What this task involves: Edit the Oregon logging text: reproduce it starting at "According to Joe" and ending at "all trees everywhere.", changing every "old growth" to "mature forest".

Provided passage:
Just like the fire at Mt. Carmel.
As for the rest: you're thinking of "tree farming" and "tree farms", not timber or forestry management. Again, two entirely different animals. Apples and oranges.
I don't approve of tree farming. However, it's their property, and their particular management hasn't met with any strong disapproval. However they tend to breed hybrid species of trees, which grow faster for quicker harvesting, the way seed developers develop hybrid species of corn...and I'm not sure that practice bodes well in the long run for forests.
Please learn the differences in terminology. After you learn not to lump apples and oranges together in the same category, get back to me.
This is excerpted from this article. It explains the reality that the enviral whackso don't want any harvesting of any trees including dead ones due to their fires.
About the same time that Kitzhaber was making his case last month for tourism to save Oregon from recession, the Sierra Club and 12 other preservationist groups announced an ill-timed campaign to halt logging of mature and old-growth trees in Oregon's federal forests.
The preservationists's campaigns are especially ill-timed because in Oregon's current economic crisis it will be absolutely necessary to carefully inventory and examine all of Oregon's resources for their most productive use and best practices.
According to Joe Keating of the Oregon Chapter of the Sierra Club, All forests older than 80 years should be protected so that younger forests can develop into old growth.
Let's get this straight: we should protect existing old growth with the goal of all young trees turning into old growth. Sounds like the end game is to stop the cutting of all trees everywhere.
And Keating confirms the Sierra Club goal: The national position is the end of all commercial logging on federal lands. Just about half of Oregon is federally owned.
But federal forests aren't the only targets. Michael Scarpitti, better known as ledge-sitter "Tre Arrow," recently fell to the ground from his tree-sitting perch in the Tillamook Forest, where he and others from the loose-knit Cascadia Forest Alliance were singing a similar no-logging tune about state forests. Scarpitti quickly recovered from his injuries to return to the protests of the Acey Line thin in the Tillamook Forest. This protest isn't just ill-timed; it's also poorly aimed, because the Tillamook is the forest where all interested parties took more than six years to carefully design a sustainable harvest plan for the millions of trees planted by ordinary Oregonians after devastating forest fires left the area a near moonscape. For almost 50 years locals have been waiting to thin and harvest, and waiting to finally rescue their struggling local economies and schools. ============================================================
In summary a real enviral whacko watermelon want no trees dead or alive cut from any forest. Don't let them pretend otherwise.
The enviral Watermelons have devastated the Oregon economy as per Andy Kerr the head enviral nazi and their poster boy governor, The Taxnslobber Kid goals set up about 5 years ago.
Yes. Absolutely. In fact, the job Hubby just completed for the Forestry Dept in NY State was primarily oak and maple. The acreage he and his partner are cleaning up right now for the mill owner is also primarily oak, maple, birch and beech...with a lot of Japanese larch (introduced coniferous), all of which has to go. The job he's currently on was an oil field 50 years ago. It'll take a lot of work. The brush is very thick, and growing around bits of oil rig, pipes, derricks, etc.
LOL...I'm a "dudette", not a dude.
Yep, they clear cut to make a buck. Someone should have marked the trees they could cut before they went in, or had people on site to make sure they were not doing anything that they were not permitted to do. But lumber companies will never clear cut their own lands without good reason. Why? Because they lose money that way. Greed works to keep their actions in check just as it caused your Scout Camp to be ruined. Lumber companies have to find a productive way to consistantly make money or they go out of business. The quickest way to go out of business is to clear cut your land. The most profitable way to run a lumber business is to mangage your forest lands properly.
Oops! Looks like Chainsaw Tommy might be planning a visit to the billboard. Be on the lookout!!

Information shown:
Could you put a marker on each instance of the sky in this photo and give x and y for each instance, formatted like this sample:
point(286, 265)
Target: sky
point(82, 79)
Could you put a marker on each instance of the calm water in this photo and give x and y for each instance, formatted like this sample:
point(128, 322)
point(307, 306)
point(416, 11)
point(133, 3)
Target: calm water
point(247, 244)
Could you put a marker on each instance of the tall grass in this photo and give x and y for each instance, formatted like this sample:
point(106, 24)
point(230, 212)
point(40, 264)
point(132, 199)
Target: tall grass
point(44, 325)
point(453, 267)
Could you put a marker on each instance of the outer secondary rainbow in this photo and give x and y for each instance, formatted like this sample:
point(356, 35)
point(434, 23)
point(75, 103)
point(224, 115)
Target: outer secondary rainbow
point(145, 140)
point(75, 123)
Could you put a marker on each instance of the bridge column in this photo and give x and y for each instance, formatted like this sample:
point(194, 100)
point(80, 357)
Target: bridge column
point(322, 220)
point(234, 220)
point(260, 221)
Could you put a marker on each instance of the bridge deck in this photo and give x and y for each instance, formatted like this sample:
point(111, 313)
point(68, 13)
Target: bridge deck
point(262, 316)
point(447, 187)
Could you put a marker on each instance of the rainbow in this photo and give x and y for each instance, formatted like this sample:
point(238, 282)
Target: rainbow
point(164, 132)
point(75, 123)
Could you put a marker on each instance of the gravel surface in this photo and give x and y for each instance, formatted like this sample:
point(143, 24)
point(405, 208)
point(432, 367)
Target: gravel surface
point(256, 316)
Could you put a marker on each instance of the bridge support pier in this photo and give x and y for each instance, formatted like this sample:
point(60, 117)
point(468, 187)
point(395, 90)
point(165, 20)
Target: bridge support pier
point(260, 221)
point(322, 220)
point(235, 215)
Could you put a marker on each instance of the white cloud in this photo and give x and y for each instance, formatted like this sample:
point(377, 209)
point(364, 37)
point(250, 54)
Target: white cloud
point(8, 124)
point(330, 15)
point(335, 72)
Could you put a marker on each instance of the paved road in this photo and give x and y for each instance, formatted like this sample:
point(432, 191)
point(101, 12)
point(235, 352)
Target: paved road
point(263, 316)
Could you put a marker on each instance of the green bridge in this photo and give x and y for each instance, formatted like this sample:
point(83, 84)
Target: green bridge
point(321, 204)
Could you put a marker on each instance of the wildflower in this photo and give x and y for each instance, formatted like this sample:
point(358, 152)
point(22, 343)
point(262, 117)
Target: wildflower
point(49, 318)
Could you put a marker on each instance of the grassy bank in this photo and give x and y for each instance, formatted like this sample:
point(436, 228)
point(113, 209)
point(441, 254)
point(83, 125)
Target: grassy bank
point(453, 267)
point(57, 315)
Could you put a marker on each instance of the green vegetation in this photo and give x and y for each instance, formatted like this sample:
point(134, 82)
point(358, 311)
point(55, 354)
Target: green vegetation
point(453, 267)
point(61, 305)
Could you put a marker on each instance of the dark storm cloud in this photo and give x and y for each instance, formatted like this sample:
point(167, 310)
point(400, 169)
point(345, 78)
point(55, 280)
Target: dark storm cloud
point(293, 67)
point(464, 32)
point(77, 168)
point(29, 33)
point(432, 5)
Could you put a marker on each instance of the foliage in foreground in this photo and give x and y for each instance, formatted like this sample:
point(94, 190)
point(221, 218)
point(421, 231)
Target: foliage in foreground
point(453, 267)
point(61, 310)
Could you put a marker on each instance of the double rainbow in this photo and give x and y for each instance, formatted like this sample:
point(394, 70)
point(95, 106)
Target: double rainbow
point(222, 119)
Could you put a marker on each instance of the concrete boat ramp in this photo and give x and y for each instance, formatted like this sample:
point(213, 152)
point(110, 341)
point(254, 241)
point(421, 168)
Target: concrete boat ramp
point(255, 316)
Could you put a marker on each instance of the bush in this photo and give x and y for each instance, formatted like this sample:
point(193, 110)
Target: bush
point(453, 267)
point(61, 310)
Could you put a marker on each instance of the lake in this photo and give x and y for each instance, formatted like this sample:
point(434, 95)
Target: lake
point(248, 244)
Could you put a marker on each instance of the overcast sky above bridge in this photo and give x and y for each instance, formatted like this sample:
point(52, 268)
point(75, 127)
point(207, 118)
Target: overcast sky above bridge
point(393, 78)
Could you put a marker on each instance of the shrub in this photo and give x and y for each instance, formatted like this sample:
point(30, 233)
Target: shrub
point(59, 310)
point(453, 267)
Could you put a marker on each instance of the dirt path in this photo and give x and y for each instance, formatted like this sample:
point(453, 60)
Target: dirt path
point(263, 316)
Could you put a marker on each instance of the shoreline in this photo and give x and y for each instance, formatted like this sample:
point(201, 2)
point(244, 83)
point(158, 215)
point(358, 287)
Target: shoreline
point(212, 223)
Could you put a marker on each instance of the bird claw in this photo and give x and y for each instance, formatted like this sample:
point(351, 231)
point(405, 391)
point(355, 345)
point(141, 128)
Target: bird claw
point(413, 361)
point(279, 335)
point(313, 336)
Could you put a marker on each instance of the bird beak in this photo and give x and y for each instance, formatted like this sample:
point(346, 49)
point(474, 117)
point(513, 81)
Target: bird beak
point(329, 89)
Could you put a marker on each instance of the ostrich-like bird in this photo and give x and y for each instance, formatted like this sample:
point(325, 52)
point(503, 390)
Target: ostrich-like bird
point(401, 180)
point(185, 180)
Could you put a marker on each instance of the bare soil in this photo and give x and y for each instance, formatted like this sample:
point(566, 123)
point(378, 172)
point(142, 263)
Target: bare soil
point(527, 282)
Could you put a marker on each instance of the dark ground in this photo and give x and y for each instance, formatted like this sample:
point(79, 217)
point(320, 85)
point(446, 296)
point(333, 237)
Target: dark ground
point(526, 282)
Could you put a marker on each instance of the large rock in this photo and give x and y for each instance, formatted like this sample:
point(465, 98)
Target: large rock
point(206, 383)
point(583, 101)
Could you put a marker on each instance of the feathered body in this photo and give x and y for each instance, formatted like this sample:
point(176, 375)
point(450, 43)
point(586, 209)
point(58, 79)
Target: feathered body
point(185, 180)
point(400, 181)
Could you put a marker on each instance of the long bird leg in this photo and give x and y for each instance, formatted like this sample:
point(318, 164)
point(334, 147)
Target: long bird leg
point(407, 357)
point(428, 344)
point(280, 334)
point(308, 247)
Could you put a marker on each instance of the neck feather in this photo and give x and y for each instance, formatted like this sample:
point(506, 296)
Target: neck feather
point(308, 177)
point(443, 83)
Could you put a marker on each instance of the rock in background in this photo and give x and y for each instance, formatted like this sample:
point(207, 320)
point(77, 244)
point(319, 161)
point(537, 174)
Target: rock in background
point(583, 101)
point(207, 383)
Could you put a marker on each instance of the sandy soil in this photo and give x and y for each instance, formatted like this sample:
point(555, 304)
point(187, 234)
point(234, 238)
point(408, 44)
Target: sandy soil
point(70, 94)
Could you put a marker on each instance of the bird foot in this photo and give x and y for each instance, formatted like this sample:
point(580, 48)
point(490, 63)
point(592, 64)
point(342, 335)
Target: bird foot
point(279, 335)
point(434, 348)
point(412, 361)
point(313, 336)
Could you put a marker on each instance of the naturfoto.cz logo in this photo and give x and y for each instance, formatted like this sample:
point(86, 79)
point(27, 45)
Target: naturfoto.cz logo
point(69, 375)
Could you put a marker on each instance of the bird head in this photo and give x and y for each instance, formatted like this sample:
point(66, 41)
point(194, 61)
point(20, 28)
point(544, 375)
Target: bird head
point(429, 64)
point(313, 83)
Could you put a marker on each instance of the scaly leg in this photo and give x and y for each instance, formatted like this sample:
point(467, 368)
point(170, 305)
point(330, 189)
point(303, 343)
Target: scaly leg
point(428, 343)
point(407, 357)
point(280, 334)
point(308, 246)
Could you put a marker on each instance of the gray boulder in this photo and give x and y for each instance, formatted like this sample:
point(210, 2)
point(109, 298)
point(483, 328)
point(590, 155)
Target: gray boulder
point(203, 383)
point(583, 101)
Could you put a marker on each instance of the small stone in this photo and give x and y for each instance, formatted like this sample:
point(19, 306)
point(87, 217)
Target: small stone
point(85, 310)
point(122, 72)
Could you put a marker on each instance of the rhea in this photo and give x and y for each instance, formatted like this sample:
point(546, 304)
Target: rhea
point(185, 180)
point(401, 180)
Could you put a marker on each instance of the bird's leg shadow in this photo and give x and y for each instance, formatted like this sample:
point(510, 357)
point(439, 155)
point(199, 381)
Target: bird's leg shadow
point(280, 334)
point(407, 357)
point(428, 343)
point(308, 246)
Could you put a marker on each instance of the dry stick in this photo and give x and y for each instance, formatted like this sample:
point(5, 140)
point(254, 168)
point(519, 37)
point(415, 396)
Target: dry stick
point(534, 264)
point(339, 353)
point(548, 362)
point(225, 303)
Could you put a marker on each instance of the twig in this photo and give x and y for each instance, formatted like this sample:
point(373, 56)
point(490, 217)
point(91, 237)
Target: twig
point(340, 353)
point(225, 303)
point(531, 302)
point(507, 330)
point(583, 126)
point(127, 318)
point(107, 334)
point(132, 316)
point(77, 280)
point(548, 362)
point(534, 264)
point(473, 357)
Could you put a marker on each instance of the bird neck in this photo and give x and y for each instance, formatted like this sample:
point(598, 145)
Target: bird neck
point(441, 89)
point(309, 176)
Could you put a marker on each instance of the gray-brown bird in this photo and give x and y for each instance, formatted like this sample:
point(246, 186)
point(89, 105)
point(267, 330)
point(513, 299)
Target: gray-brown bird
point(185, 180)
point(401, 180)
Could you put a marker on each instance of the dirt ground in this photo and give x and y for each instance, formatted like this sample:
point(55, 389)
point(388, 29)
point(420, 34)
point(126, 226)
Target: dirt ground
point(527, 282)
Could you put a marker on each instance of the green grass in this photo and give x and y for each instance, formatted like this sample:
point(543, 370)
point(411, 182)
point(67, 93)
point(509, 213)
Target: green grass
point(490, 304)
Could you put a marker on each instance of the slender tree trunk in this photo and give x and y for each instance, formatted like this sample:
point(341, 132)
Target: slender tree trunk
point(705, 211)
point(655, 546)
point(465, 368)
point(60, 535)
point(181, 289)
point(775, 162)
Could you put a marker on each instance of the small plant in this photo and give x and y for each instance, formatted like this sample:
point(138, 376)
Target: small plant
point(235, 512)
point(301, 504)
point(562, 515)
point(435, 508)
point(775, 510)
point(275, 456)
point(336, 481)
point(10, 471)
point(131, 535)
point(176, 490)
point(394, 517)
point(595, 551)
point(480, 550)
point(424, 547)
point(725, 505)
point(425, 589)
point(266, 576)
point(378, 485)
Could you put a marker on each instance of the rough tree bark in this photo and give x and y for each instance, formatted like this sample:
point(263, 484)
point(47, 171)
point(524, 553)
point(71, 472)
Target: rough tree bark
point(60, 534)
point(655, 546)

Answer for this exercise:
According to Joe Keating of the Oregon Chapter of the Sierra Club, All forests older than 80 years should be protected so that younger forests can develop into mature forest.
Let's get this straight: we should protect existing mature forest with the goal of all young trees turning into mature forest. Sounds like the end game is to stop the cutting of all trees everywhere.